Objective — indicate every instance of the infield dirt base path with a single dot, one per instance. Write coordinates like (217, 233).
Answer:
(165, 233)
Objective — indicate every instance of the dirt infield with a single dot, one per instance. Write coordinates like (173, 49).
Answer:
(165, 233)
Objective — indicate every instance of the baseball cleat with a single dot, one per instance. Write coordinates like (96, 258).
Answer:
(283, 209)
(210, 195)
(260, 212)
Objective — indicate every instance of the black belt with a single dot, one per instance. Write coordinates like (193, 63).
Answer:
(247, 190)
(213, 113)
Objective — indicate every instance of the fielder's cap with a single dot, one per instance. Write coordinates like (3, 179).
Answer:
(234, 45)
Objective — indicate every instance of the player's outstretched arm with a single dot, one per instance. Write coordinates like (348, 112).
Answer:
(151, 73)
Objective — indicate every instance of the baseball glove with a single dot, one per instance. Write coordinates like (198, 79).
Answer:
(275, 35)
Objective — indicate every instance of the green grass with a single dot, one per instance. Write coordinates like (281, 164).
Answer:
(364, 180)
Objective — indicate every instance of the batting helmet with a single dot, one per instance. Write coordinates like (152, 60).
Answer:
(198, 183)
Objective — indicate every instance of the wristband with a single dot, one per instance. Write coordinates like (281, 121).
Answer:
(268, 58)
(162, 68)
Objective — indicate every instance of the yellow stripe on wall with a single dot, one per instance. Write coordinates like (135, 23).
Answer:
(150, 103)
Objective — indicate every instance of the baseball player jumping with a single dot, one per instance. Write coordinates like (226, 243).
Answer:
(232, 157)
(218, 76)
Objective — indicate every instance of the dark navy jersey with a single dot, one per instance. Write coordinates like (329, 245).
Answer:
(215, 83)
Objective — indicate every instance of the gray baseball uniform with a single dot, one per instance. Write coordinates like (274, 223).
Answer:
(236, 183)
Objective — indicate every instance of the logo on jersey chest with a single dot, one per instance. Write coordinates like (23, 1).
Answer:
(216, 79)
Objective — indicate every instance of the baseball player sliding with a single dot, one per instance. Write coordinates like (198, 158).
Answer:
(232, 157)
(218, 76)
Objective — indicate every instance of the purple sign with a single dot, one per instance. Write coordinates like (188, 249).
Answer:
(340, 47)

> _SET PROBLEM_
Reproduce all of the records above, swapping "Objective" for "Instruction" wherever it appears and leaving everything else unchanged.

> _OUTPUT FOR THIS EXERCISE_
Instruction — indicate every instance of the infield dirt base path with a single dot, one per instance. Write coordinates like (217, 233).
Answer:
(165, 233)
Instruction — indicate every instance of the dirt infield with a single dot, one per instance. Write coordinates like (173, 49).
Answer:
(165, 233)
Instruction — indicate every instance of the baseball cleat with a single dot, one per instance. Write coordinates like (96, 258).
Answer:
(283, 209)
(210, 195)
(260, 212)
Instruction — indicate every instance of the black belt with a single dot, one per instance. Write coordinates like (193, 63).
Answer:
(247, 190)
(213, 113)
Instruction — indicate every instance of the fielder's cap with a single dot, one per instance. Write coordinates like (3, 179).
Answer:
(234, 45)
Instruction — indicate every instance of the player's outstretched arm with a single dot, one per instance. Write coordinates like (348, 112).
Answer:
(151, 73)
Instruction — indicate every instance of the baseball glove with a single dot, one per instance. Write coordinates like (198, 79).
Answer:
(275, 35)
Instruction — indicate every instance of the green grass with a single dot, one per instance. Write coordinates like (281, 164).
Answer:
(364, 180)
Instruction — indicate every instance of the batting helmet with a single dot, one per instance. Write coordinates like (152, 60).
Answer:
(198, 183)
Instruction — indicate every instance of the wristband with a single dot, one per instance. Write coordinates like (281, 121).
Answer:
(268, 58)
(162, 68)
Instruction — indicate every instance of the yellow stripe on wall with a single dot, one per instance. Write coordinates like (135, 23).
Answer:
(150, 103)
Instruction — indicate every instance of the baseball player jumping with a single dot, one per instance. Write coordinates like (226, 243).
Answer:
(232, 157)
(218, 76)
Instruction — indicate every instance of the dark navy jersey with a single dot, one per instance. Write coordinates like (329, 245).
Answer:
(215, 83)
Instruction — indicate every instance of the gray baseball uniform with a single dot, one per instance. Write coordinates like (274, 223).
Answer:
(236, 183)
Instruction — indicate every instance of the logo on jersey chest with a single dot, one per instance. Write coordinates like (23, 1).
Answer:
(216, 79)
Instruction — indicate every instance of the baseball player sliding with a single dot, one per instance. Write coordinates like (198, 158).
Answer:
(232, 157)
(218, 76)
Instruction — indicate every instance of the purple sign with a single dot, one per instance. Write coordinates like (188, 249).
Answer:
(340, 47)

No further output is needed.